[PROBLEM TO SOLVE] Reproduce every one of the items below word for word, with nothing changed.

[INPUT RECORDS]
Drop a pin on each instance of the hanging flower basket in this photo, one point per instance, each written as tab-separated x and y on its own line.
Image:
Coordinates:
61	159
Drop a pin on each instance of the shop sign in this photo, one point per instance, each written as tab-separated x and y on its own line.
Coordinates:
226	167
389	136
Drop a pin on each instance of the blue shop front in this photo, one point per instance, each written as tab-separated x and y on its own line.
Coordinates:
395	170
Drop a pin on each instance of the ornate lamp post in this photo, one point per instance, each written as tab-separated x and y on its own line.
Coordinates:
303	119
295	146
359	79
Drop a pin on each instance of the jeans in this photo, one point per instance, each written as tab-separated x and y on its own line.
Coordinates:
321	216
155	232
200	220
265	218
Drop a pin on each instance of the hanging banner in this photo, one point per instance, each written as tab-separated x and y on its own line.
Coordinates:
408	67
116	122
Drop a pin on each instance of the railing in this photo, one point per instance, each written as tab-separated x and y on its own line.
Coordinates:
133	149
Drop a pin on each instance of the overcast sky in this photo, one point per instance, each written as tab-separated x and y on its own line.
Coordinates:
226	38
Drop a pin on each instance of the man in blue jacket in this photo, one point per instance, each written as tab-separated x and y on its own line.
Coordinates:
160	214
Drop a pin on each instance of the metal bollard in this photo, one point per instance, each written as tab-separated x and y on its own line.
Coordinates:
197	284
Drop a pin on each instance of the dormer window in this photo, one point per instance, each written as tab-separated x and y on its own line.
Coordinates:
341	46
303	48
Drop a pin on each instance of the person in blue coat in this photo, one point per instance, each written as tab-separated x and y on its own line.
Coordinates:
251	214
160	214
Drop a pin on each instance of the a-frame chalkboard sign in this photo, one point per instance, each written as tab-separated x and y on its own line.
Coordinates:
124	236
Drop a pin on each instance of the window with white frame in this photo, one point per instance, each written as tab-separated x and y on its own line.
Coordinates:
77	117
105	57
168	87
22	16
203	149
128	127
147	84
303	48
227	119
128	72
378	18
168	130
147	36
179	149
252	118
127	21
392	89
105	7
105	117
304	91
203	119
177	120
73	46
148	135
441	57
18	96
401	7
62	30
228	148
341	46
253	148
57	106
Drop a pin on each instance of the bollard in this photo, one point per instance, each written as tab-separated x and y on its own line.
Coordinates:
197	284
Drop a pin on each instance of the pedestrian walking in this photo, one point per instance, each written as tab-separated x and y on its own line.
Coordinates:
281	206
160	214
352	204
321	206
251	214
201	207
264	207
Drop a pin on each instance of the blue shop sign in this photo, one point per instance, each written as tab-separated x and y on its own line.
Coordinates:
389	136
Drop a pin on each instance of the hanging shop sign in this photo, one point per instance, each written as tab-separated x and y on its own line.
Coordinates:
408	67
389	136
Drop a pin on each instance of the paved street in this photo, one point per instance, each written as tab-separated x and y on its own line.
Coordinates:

[SOLUTION FOR THIS EXERCISE]
Drop a pin on each instance of the hanging flower basket in this photo, one point per instance, each written as tab-separated x and y on its own line.
Image:
Coordinates:
61	159
Drop a pin on each instance of the shop sign in this photo, one point per instance, each written as tab-separated x and y on its own line.
Coordinates:
226	167
389	136
Drop a pin on each instance of the blue shop front in this photo, one point per instance, each written as tab-separated x and y on its own line.
Coordinates:
395	170
Drop a pin on each instance of the ornate lamp post in this photo, one point per instance, each written as tab-separated x and y on its own line.
Coordinates:
303	119
295	146
359	79
Drop a pin on each instance of the jeans in this photo, one point per instance, each written as tab-separated x and y on its own line.
Coordinates:
321	216
155	232
200	220
265	218
Drop a pin on each instance of the hanging banner in this photo, one point per instance, each written as tab-separated x and y on its own line.
Coordinates:
408	67
116	122
Drop a pin on each instance of the railing in this photo, one point per instance, each written as tab-separated x and y on its own line.
Coordinates:
133	149
Drop a pin on each instance of the overcast sky in this photo, one point per instance, each written as tab-separated x and y on its own line.
Coordinates:
226	38
Drop a pin on each instance of the man in blue jacket in this photo, one point per instance, each written as tab-separated x and y on its own line.
Coordinates:
160	214
Drop a pin on each instance of the metal bollard in this photo, one point per instance, each written as tab-separated x and y on its own line.
Coordinates:
197	284
Drop a pin on each instance of the dormer window in this photo, one point per instance, each written as tab-separated x and y on its own line.
Coordinates:
341	46
303	48
Drop a pin on each instance of the person in blue coat in this photo, one point per instance, each written as tab-separated x and y on its own line.
Coordinates:
251	214
160	214
Drop a pin on each instance of the a-frame chalkboard sign in this photo, one point per instance, each written as tab-separated x and y on its own line.
Coordinates:
124	236
Drop a pin on each instance of the window with white frame in this photo, one point per instance, each written as tab-separated x and y on its own line.
Coordinates:
77	117
105	57
168	87
22	16
203	149
128	127
147	84
303	48
227	119
128	72
378	18
168	130
147	36
179	149
252	118
127	21
392	89
105	7
105	117
304	91
203	119
177	120
73	46
148	135
441	57
18	96
401	7
62	30
228	148
341	46
253	148
57	106
Drop a pin on each instance of the bollard in this photo, one point per instance, each written as tab-separated x and y on its own line.
Coordinates:
197	284
Drop a pin on each instance of the pedestrian walking in this photo, one point per instance, each written as tab-separated x and y on its own line.
Coordinates:
281	206
160	214
352	204
321	206
251	214
201	207
264	207
Drop a pin on each instance of the blue shop sign in this photo, one point per instance, each written as tab-separated x and y on its own line.
Coordinates:
389	136
Drop a pin on each instance of the hanging shop sign in this photo, one point per instance, each written as tab-separated x and y on its own line.
Coordinates:
408	67
389	136
Drop a pin on each instance of the paved street in this photo, one point per instance, each written as tab-separated x and y on its own line.
Coordinates:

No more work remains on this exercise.